Today we arrived in Tuscaloosa. It is very difficult to express what this place means to me as it holds a special place in my heart for so many reasons. It is my spiritual home. I found myself here after being lost for quite a while. It gave me a path to my spiritual identity because what I chose as my career path is a spiritual journey. I have much to say about that, especially after having spent an evening and a morning with Thomas Moore, but I cannot write about this at this at particular time, because of recent events in my life in Virginia and due to the experiences I had upon my return to a place that I dearly love after about 5 or 6 years.
Some of you may recall that in 2011 that an F4 tornado laid a major portion of Tuscaloosa to waste. I had not had the opportunity to revisit here until today.
Patty was not feeling well at all. She and I have been through quite an ordeal this past week and she was not up to going to see the University of Alabama baseball game against Florida as we had planned, but she encouraged me to go anyway. It felt really good to be out in the sun, even though we lost the game 4-3.
When I got back, she was not feeling any better and I went to the pharmacy to get her some medicine and then went to eat dinner at Buffalo Phil's, a hot wings place that I went to when I went to school here.

Supplied data ▸
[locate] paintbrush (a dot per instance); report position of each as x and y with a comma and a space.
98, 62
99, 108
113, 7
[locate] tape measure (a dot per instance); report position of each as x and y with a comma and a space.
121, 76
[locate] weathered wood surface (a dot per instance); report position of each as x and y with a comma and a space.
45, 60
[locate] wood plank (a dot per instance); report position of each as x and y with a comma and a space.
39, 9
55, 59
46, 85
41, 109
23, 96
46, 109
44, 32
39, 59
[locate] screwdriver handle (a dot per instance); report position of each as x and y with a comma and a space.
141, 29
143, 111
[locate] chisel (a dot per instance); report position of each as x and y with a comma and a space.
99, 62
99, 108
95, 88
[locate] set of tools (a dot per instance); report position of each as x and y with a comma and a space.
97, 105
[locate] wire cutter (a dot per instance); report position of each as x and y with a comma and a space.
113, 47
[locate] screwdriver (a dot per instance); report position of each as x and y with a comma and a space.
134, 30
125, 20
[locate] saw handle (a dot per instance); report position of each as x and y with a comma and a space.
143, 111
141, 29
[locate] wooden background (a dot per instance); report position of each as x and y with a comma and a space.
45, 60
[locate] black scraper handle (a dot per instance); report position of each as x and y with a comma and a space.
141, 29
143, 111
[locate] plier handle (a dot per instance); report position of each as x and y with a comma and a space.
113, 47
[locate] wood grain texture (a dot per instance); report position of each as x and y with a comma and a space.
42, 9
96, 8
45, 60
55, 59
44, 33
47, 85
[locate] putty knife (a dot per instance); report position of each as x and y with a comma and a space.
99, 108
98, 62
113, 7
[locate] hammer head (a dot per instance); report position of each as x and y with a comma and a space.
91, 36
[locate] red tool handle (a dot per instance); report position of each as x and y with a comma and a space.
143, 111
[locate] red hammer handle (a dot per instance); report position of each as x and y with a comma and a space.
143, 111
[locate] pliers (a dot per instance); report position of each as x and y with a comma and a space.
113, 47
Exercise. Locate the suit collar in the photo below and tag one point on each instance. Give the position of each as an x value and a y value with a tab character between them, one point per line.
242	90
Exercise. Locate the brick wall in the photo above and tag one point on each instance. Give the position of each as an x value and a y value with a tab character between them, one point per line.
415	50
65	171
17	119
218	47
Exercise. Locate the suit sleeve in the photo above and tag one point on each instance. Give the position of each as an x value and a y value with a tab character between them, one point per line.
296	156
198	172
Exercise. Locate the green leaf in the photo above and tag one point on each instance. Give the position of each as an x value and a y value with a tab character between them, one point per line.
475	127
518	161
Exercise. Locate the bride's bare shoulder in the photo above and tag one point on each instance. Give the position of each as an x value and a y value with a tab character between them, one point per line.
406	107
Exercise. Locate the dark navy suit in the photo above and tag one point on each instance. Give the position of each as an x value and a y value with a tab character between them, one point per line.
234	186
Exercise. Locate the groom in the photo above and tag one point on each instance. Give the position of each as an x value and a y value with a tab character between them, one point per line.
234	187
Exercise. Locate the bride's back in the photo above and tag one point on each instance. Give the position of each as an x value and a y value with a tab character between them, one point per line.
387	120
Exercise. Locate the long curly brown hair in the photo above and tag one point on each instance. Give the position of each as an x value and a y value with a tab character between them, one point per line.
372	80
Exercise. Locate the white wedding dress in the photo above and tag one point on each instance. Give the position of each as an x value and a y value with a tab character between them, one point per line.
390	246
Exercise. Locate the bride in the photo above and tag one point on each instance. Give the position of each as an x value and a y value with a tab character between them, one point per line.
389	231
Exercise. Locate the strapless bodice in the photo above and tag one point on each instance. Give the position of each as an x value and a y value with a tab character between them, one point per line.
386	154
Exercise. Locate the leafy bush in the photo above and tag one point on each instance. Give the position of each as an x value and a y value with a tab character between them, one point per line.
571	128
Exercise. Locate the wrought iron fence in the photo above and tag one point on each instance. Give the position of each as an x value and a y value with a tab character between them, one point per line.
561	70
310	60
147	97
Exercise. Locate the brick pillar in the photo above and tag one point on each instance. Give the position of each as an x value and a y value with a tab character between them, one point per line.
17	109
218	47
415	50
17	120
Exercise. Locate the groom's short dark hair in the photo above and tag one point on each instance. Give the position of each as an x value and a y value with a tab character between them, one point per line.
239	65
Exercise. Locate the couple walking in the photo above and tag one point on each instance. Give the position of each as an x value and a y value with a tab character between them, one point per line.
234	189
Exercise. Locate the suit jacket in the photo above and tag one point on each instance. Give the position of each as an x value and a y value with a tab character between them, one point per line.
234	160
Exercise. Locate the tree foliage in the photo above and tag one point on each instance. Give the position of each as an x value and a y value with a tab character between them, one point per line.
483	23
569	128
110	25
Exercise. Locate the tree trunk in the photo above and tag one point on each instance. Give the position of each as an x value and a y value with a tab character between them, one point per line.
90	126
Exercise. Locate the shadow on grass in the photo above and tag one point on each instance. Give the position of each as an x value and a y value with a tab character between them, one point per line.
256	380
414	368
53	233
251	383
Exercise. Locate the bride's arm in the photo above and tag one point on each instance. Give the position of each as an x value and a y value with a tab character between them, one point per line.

Exercise requirements ▸
1 - Write out the part of the Tuscaloosa post from "Some of you" up to and including "the game 4-3.".
2 - Continue the post about returning to Tuscaloosa, picking up after its last sentence.

Results for the exercise ▸
1 -
Some of you may recall that in 2011 that an F4 tornado laid a major portion of Tuscaloosa to waste. I had not had the opportunity to revisit here until today.
Patty was not feeling well at all. She and I have been through quite an ordeal this past week and she was not up to going to see the University of Alabama baseball game against Florida as we had planned, but she encouraged me to go anyway. It felt really good to be out in the sun, even though we lost the game 4-3.

2 -
Before I went to eat, though, I decided to see what happened to where I lived and also to visit where I had buried a very beloved cat named Timothy, who came with me from Virginia and was killed by a dog. Patty and I had talked about going there together, but I had also told her I was sure that that tornado demolished where I had lived. She and I have visited that place together in the past several times. She has been such a loving supportive wife when we have gone together, though this is not a part of my life she experienced personally.
I had been through a tornado personally when I lived in that upstairs apartment and was terrified when it hit the neighborhood before my apartment, skipped over us, and destroyed the next neighborhood on the other side of us in 1991. Trite as it may seem, yes, it does sound just like a train. The Drive By Truckers have a song about that. What people like me don't mention is, that in fact, it sounds like you are lying between the crossties and it passes right over on top you. That is not an exaggeration. It scares the living wits out of you and you will never forget it. You just can't. Even though you wish with everything you can that you could forget it and wonder why you made it through and others didn't.
Though that particular event happened in the dead of the night and I had the sense of foreboding that made me keep the radio on loud that night, and I browbeat my ex-wife to get out of the bed and under the kitchen table. Perhaps it saved our lives, but we won't know that because it skipped directly over us then. It was a very close call and this last time, that whole neighborhood is gone. Thank God I was not there.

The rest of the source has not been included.